-- Text for analysis follows --
How can I count files with a particular extension, and the directories they are in?

8,315

Solution 1

I haven't examined the output with symlinks but:

find . -type f -iname '*.c' -printf '%h\0' |
  sort -z |
  uniq -zc |
  sed -zr 's/([0-9]) .*/\1 1/' |
  tr '\0' '\n' |
  awk '{f += $1; d += $2} END {print f, d}'
  • The find command prints the directory name of each .c file it finds.
  • sort | uniq -c will gives us how many files are in each directory (the sort might be unnecessary here, not sure)
  • with sed, I replace the directory name with 1, thus eliminating all possible weird characters, with just the count and 1 remaining
  • enabling me to convert to newline-separated output with tr
  • which I then sum up with awk, to get the total number of files and the number of directories that contained those files. Note that d here is essentially the same as NR. I could have omitted inserting 1 in the sed command, and just printed NR here, but I think this is slightly clearer.

Up until the tr, the data is NUL-delimited, safe against all valid filenames.
-- Text for analysis concluded --
-- Data shown follows --
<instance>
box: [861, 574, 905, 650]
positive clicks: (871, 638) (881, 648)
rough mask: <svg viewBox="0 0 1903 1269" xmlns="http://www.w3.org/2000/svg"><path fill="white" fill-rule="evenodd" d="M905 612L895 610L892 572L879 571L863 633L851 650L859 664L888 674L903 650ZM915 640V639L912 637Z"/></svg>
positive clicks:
-- Data shown concluded --
Tasks to perform:
(A) In the text on counting files by extension, what does the find command print for each .c file it finds?
(B) Copy out each line of the entries that contains the string "clicks".

Solutions by task:
(A) It prints the name of the directory that holds the file.

(B)
positive clicks: (871, 638) (881, 648)
positive clicks:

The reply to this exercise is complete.